6 Billion Human Beings (6 millards d'Hommes)

Review

of an Exhibition

by Jim Spadaccini

Published on May 16, 2007, Modified on June 12, 2007

  • Description:

    After seeing the online version of this exhibition, I knew that I needed to see the physical one as well. At the time, I was working for the Exploratorium and was lucky enough to be in Europe on museum business. I remember thinking to myself that this was the first time that I had sought out a physical exhibition based on something I saw online!

    As the name suggests, the exhibition focuses on population growth. A series of interactive electronic kiosks along with artifacts (traditional clothes and other items from various parts of the world) help tell the story. The interactive exhibits were much like those I encountered on the Web site. What made them memorable was their emphasis on the visitor and the personalization of the information presented.

    For example, an interactive exhibit would ask your age; you were then instructed to “Guess how many people were on Earth when you were born?” For example, by entering the age of 41 into the program, you receive the response, “When you were born there were 3,268,225,000 people on earth. It has increased since then by 103%.” A running total of the population count (right now at 6,669,641,000) appeared in the exhibit and on the Web site.

Stated task 1
From the population exhibition review, extract the passage starting at "As the name" and ending at "the information presented.".
Stated task 2
Please write what comes next in the population exhibition review, starting after its final sentence.
The rows are separate material and are not part of the population exhibition review.

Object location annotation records

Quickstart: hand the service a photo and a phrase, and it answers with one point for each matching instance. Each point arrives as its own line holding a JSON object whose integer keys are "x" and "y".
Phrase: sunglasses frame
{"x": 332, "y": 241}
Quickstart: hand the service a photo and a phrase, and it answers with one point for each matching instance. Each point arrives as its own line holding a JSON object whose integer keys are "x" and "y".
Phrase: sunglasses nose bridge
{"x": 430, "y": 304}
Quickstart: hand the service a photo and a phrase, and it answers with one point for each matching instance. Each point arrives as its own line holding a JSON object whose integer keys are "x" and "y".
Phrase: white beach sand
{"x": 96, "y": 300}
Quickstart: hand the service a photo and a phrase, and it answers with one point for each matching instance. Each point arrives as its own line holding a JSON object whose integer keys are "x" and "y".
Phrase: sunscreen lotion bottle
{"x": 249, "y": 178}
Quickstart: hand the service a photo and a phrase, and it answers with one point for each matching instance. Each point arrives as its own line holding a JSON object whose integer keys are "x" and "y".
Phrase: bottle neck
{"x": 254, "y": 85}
--
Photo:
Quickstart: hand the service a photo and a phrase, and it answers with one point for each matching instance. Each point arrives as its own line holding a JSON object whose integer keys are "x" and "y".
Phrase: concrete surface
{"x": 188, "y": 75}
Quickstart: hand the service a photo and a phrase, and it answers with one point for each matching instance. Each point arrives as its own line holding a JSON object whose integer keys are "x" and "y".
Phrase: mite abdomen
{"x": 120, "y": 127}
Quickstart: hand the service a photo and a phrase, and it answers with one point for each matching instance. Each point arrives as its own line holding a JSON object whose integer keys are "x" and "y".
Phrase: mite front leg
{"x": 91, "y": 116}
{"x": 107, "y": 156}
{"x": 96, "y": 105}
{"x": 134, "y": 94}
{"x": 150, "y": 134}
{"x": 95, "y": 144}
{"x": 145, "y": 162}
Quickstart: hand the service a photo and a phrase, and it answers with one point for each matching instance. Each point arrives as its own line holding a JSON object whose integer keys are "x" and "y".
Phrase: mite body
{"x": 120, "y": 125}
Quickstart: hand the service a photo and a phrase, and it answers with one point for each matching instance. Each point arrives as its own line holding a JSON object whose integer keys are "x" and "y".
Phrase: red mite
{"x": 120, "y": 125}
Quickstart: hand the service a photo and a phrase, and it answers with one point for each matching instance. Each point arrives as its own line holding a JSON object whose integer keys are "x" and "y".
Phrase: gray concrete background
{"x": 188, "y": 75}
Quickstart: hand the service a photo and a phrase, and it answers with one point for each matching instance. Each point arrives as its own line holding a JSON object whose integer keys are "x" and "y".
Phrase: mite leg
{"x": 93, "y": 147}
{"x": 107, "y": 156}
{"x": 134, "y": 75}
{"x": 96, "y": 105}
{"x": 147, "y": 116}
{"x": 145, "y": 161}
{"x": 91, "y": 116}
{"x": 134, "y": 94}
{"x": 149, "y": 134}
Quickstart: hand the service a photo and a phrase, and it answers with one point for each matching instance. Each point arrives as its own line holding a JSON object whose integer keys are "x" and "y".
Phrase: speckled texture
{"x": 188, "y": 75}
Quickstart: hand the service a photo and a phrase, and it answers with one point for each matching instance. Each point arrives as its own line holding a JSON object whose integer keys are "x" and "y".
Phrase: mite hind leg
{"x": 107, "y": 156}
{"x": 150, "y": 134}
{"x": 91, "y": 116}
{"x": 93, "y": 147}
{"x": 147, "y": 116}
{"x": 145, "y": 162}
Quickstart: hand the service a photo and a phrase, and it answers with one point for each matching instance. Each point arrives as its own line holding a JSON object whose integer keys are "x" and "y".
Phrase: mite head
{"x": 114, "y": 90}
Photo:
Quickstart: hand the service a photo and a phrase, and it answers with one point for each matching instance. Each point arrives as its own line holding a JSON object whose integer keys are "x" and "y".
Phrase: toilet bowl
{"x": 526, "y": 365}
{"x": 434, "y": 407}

Written reply 1
As the name suggests, the exhibition focuses on population growth. A series of interactive electronic kiosks along with artifacts (traditional clothes and other items from various parts of the world) help tell the story. The interactive exhibits were much like those I encountered on the Web site. What made them memorable was their emphasis on the visitor and the personalization of the information presented.

Written reply 2
    This simple, but powerful concept of placing the visitor at center of the interactive experience was a constant thread. Since the exhibit is about “us” (and our population problem) it makes sense that the focal point is “us.” More than that, visitors are always interested in themselves. This approach not only made the exhibition easier to understand (“we” provide the context), it made it more interesting (“we” are interested in ourselves).

    Since I visited the exhibition, I’ve looked for opportunities to personalize the exhibits that we’ve developed. Obviously, it doesn’t work in every topic or in every instanceĀ–but when it does, and it is done well, it can help create a very compelling exhibit.

Latest Comments (11)

6 Billion Human Beings

by Beth Redmond-jones - May 20, 2007

I was so intrigued by the concept of this exhibition, that I went on-line on do it for myself. It is daunting to see how quickly our population has grown, and where we are headed for the future. We need to conserve our resources and not be so consuming focused if we are going to be able to maintain in the future. This is a great exhibit, one I wish everyone would see.

The online version also has a link to updated information (http://www.ined.fr/en/everything_about_population/ ) with nice animations, population atlas and a population game.

Thanks Jim for sharing this site.

anyone interested?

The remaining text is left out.